Set exercise:
Update the entries below, changing "every instance" to "all instances" and keeping every other line and character as it is.

►

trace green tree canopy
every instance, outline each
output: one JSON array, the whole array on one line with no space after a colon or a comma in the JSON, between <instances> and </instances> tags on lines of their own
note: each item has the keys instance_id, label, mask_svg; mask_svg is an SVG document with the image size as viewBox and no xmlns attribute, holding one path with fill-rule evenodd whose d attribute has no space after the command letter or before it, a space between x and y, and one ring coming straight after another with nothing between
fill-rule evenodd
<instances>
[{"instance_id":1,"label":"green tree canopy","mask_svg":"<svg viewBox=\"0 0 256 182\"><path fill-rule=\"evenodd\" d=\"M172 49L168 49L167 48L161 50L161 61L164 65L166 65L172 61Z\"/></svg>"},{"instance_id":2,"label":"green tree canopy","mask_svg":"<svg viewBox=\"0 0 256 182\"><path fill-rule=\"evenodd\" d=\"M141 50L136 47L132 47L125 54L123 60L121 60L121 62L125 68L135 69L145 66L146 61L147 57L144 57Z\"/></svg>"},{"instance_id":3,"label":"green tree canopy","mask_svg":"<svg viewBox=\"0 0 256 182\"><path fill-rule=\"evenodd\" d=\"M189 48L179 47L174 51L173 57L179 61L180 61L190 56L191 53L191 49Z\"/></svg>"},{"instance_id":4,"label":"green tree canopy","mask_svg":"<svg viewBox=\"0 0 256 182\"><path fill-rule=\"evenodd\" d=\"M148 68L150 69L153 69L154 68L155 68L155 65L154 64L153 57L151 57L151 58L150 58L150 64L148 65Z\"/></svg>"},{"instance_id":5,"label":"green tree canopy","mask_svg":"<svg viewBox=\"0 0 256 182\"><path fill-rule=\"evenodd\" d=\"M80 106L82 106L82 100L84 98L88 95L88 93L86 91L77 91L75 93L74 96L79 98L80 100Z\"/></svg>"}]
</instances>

◄

Output below:
trace green tree canopy
all instances, outline each
output: one JSON array, the whole array on one line with no space after a colon or a comma in the JSON, between <instances> and </instances> tags on lines of their own
note: each item has the keys instance_id, label, mask_svg; mask_svg is an SVG document with the image size as viewBox and no xmlns attribute, holding one path with fill-rule evenodd whose d attribute has no space after the command letter or before it, a space between x and y, and one ring coming straight after another with nothing between
fill-rule evenodd
<instances>
[{"instance_id":1,"label":"green tree canopy","mask_svg":"<svg viewBox=\"0 0 256 182\"><path fill-rule=\"evenodd\" d=\"M172 49L168 49L167 48L161 50L161 61L164 65L166 65L172 61Z\"/></svg>"},{"instance_id":2,"label":"green tree canopy","mask_svg":"<svg viewBox=\"0 0 256 182\"><path fill-rule=\"evenodd\" d=\"M141 50L136 47L132 47L125 54L123 60L121 60L121 62L125 68L135 69L145 66L146 61L147 57L144 57Z\"/></svg>"},{"instance_id":3,"label":"green tree canopy","mask_svg":"<svg viewBox=\"0 0 256 182\"><path fill-rule=\"evenodd\" d=\"M189 48L179 47L174 51L173 57L179 61L180 61L190 56L191 53L191 49Z\"/></svg>"},{"instance_id":4,"label":"green tree canopy","mask_svg":"<svg viewBox=\"0 0 256 182\"><path fill-rule=\"evenodd\" d=\"M148 68L150 69L153 69L154 68L155 68L155 65L154 64L153 57L151 57L151 58L150 58L150 64L148 65Z\"/></svg>"},{"instance_id":5,"label":"green tree canopy","mask_svg":"<svg viewBox=\"0 0 256 182\"><path fill-rule=\"evenodd\" d=\"M80 106L82 106L82 100L84 98L88 95L88 93L86 91L77 91L75 93L74 96L79 98L80 100Z\"/></svg>"}]
</instances>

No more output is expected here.